--- start ---

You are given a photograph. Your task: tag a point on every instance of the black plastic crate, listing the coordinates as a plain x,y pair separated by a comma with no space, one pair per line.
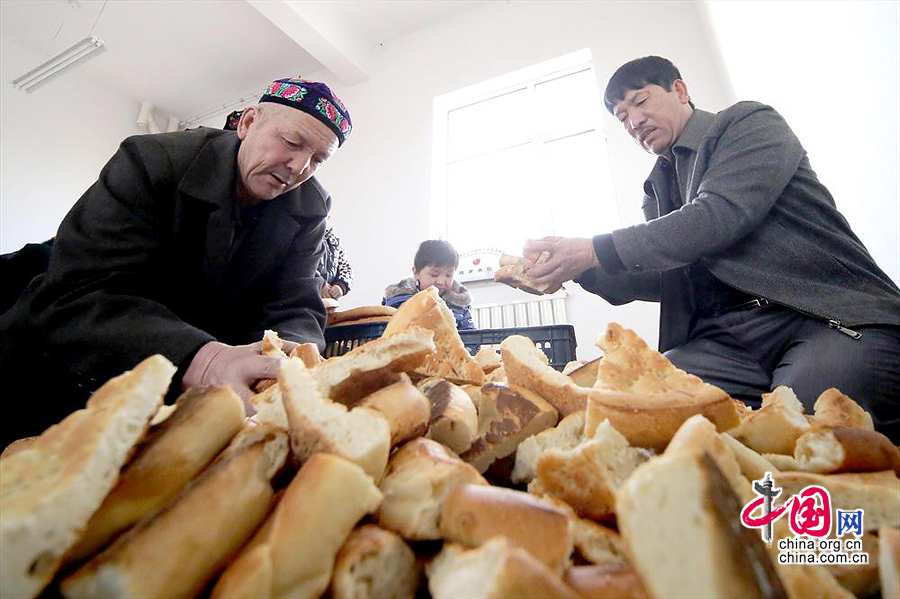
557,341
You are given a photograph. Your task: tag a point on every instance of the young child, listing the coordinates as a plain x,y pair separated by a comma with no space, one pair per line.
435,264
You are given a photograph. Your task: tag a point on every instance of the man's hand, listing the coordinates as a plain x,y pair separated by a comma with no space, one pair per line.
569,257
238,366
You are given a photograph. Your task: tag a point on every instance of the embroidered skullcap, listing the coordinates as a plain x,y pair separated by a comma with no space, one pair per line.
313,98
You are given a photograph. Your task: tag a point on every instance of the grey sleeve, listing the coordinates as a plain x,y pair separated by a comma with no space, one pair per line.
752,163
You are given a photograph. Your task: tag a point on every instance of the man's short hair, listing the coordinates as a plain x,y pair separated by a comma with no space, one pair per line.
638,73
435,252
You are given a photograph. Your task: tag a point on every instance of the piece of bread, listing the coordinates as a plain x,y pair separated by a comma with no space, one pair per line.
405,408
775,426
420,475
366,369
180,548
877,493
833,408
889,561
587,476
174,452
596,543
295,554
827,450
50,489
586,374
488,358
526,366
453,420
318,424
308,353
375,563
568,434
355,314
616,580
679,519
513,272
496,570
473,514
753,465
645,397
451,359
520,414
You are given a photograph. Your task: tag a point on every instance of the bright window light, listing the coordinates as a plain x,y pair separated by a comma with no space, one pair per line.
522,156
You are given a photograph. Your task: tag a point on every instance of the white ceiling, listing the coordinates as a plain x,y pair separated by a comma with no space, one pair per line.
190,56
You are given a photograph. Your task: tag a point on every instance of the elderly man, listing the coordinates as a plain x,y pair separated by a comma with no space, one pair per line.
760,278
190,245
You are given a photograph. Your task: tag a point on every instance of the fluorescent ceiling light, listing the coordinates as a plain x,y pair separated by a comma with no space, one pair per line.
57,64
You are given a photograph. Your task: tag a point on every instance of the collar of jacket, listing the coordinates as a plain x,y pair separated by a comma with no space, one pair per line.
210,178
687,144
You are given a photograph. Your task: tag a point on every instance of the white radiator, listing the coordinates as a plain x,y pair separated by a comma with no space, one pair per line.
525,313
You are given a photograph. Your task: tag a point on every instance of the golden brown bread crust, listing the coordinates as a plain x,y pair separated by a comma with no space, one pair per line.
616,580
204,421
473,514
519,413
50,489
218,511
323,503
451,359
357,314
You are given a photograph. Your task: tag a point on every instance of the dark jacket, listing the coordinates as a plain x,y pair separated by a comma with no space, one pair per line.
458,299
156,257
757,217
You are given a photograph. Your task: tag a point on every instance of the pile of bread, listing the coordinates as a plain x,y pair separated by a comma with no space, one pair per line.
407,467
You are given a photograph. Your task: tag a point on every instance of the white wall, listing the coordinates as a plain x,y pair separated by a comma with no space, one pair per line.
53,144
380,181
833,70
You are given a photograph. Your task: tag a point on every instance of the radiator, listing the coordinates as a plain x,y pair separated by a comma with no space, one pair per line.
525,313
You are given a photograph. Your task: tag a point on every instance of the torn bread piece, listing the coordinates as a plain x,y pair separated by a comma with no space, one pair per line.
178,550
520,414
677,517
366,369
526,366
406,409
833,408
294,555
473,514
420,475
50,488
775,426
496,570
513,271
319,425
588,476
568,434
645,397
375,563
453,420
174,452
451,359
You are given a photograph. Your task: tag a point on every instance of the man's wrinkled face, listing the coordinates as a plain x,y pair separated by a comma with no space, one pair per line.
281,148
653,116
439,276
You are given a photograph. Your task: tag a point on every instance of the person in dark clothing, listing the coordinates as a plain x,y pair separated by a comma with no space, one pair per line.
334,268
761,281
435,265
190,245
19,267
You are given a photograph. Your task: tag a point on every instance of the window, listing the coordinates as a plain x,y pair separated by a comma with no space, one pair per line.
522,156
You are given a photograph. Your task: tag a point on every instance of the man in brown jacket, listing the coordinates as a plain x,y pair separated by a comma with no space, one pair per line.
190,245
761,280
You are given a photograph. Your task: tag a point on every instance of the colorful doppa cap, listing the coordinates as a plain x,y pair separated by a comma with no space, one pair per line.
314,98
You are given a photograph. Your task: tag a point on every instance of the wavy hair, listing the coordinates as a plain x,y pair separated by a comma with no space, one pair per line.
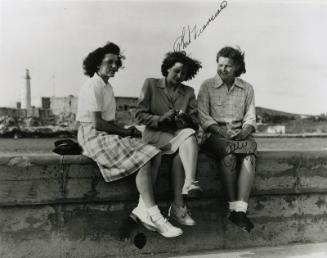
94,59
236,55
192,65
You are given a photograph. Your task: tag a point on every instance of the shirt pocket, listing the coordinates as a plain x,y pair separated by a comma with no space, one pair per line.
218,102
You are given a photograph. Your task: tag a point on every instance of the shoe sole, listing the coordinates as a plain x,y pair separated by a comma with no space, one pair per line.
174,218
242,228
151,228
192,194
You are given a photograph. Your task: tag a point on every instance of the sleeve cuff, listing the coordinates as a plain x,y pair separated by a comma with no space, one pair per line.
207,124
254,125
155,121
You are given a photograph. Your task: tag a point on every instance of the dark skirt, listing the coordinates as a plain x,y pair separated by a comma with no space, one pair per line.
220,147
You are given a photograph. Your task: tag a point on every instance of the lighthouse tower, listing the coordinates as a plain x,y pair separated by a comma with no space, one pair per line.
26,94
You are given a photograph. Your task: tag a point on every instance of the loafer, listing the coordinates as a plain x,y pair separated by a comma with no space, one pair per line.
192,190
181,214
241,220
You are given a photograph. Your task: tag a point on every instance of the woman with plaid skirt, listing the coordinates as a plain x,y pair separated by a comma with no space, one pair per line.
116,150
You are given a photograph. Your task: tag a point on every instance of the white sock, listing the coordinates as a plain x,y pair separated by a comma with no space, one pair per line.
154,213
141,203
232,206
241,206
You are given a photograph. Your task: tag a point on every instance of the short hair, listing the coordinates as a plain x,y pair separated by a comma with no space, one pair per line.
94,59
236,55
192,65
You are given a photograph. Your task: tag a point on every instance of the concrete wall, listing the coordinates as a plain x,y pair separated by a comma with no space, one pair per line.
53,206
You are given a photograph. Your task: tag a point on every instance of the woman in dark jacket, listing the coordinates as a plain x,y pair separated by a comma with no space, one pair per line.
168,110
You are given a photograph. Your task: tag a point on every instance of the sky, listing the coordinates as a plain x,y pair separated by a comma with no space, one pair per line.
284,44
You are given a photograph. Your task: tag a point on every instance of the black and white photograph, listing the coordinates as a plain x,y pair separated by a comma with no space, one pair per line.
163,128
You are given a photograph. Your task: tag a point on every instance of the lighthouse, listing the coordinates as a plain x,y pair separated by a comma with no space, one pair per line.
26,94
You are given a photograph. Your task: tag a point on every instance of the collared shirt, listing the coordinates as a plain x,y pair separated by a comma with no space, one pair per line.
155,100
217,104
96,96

--- end ---
--- start ---

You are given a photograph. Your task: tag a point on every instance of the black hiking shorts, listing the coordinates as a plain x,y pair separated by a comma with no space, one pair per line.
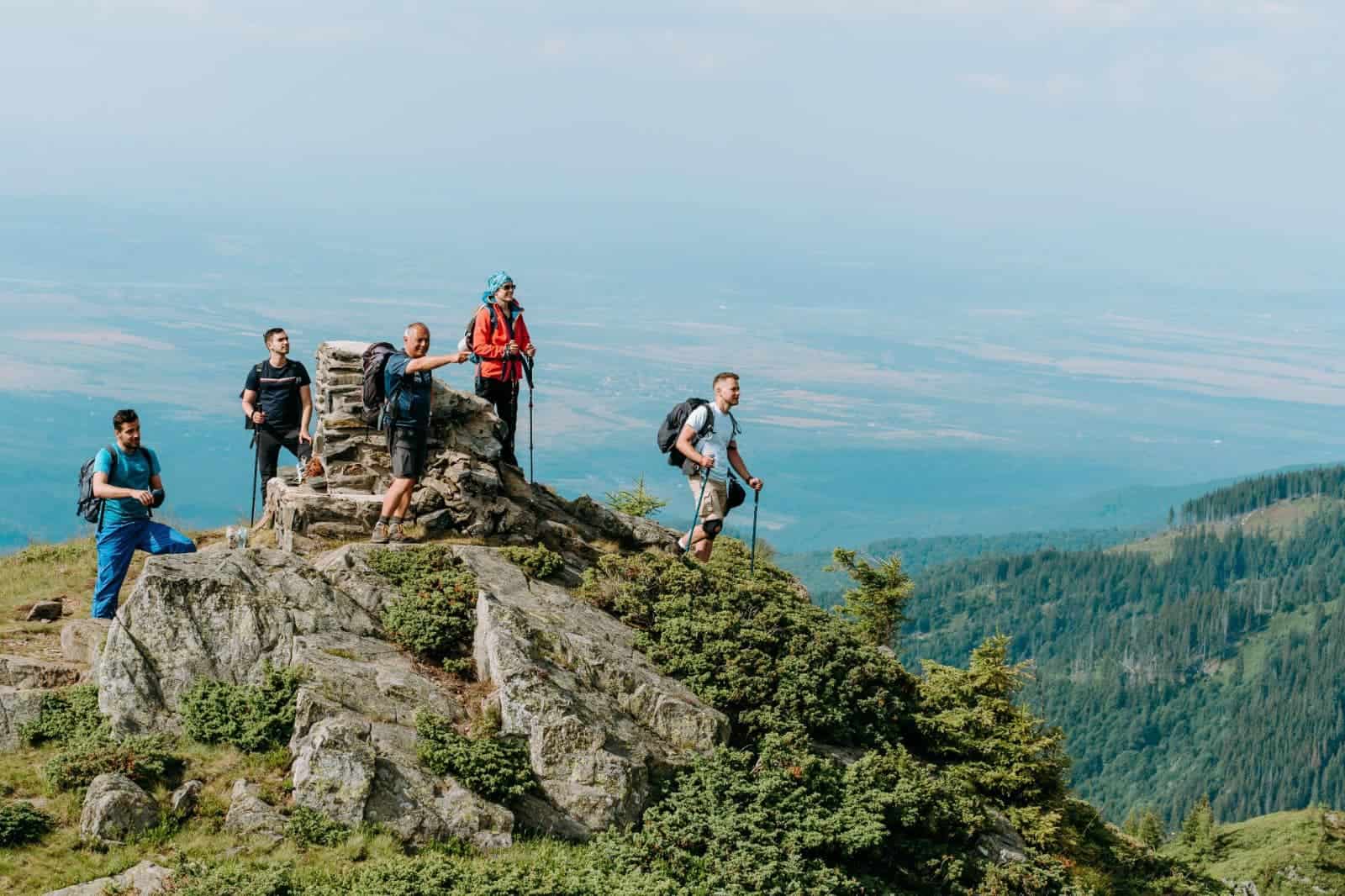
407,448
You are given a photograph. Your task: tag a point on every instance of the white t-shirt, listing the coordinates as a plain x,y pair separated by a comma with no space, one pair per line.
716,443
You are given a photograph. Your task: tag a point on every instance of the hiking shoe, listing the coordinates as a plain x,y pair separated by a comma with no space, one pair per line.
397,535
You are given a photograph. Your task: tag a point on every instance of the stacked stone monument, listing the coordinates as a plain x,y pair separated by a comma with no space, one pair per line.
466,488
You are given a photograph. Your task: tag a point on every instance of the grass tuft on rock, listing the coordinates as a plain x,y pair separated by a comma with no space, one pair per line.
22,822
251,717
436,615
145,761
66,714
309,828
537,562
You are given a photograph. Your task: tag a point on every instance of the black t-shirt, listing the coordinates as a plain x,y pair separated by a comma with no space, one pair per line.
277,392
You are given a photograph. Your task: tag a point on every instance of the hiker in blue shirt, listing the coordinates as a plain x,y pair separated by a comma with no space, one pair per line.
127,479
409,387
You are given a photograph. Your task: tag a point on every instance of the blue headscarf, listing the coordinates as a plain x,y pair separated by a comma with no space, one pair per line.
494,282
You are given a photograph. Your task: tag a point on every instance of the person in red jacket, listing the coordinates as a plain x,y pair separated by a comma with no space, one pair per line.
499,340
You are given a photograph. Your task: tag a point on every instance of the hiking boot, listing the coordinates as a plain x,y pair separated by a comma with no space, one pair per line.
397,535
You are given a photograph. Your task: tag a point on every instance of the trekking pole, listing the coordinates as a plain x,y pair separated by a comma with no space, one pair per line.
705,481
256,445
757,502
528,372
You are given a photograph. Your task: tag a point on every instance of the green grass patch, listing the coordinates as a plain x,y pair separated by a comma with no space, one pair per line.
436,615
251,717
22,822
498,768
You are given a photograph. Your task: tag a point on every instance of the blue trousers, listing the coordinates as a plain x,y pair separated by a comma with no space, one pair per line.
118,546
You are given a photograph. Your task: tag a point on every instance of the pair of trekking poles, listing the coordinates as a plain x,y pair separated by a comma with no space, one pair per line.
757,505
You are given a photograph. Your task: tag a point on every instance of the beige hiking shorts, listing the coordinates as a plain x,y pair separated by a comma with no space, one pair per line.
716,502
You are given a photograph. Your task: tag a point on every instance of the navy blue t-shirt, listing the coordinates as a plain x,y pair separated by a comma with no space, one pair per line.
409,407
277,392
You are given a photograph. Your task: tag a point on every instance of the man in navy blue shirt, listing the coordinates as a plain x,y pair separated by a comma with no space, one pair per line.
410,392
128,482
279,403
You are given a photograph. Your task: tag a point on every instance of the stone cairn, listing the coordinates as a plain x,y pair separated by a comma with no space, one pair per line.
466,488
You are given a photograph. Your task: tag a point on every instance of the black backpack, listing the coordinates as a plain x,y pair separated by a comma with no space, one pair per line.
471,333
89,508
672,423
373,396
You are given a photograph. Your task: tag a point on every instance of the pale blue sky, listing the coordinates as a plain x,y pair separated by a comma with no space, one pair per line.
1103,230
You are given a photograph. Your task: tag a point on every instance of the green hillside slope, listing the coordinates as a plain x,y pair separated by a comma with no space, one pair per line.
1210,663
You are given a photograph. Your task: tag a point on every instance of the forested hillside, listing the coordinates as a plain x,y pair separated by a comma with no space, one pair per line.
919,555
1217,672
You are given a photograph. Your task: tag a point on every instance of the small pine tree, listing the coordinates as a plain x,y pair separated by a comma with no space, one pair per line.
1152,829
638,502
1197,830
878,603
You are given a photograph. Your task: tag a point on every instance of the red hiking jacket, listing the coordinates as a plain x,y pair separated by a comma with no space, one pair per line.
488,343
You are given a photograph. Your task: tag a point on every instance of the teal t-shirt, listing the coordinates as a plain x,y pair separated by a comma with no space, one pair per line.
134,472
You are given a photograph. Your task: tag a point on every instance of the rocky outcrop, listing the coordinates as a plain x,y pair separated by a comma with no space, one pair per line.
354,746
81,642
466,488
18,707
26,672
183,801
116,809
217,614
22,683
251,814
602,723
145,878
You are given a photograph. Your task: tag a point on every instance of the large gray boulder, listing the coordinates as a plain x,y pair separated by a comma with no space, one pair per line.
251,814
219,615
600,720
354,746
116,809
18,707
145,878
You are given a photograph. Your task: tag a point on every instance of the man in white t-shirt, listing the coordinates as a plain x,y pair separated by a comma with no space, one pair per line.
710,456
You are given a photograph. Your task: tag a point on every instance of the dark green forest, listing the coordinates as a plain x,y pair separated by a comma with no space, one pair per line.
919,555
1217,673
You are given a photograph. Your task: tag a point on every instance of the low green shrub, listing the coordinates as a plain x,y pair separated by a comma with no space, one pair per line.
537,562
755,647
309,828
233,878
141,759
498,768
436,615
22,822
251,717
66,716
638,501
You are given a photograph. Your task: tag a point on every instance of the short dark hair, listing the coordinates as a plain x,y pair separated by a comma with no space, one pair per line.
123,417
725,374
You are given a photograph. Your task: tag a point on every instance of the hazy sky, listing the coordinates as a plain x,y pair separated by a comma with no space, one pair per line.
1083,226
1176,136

--- end ---

▸ What this task involves:
Filter the material above, keeping every line that contains the string "wall".

▸ Completed task:
You are given a photograph. Your task: tag a point on every instance of the white wall, listing the coordinates as a plain x,y pair separated by a comma with no space, one pair per line.
You are given a photograph. Your task: tag a point on every instance of the concrete wall, listing the coordinates as a plain x,y pair separated by a comma with no space, one pair per line.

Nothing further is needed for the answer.